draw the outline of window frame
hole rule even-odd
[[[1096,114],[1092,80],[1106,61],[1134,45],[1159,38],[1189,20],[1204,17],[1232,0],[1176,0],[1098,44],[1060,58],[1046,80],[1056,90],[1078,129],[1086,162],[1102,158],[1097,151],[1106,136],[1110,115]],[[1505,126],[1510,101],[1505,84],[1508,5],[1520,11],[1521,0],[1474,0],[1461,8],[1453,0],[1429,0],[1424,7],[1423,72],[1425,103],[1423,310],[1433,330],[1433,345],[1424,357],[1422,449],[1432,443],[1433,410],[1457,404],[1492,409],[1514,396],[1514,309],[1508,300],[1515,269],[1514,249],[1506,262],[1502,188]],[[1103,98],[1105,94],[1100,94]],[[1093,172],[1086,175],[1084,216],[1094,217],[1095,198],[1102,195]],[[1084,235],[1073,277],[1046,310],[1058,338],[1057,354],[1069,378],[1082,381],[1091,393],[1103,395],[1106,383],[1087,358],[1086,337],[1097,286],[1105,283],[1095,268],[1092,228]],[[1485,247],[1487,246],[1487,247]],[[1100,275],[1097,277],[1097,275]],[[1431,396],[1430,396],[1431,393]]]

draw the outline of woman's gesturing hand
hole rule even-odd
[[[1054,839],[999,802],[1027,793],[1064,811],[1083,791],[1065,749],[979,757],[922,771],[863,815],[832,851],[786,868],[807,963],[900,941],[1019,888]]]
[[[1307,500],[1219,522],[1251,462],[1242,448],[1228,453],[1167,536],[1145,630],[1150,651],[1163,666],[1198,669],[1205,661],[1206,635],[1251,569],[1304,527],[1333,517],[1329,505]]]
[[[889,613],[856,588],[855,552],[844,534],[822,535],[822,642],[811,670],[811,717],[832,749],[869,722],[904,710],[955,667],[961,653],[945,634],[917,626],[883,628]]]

- - -

**To do**: Lines of the listing above that contain the word "outline" should all be returned.

**The answer**:
draw the outline of window frame
draw the outline of woman's gesturing hand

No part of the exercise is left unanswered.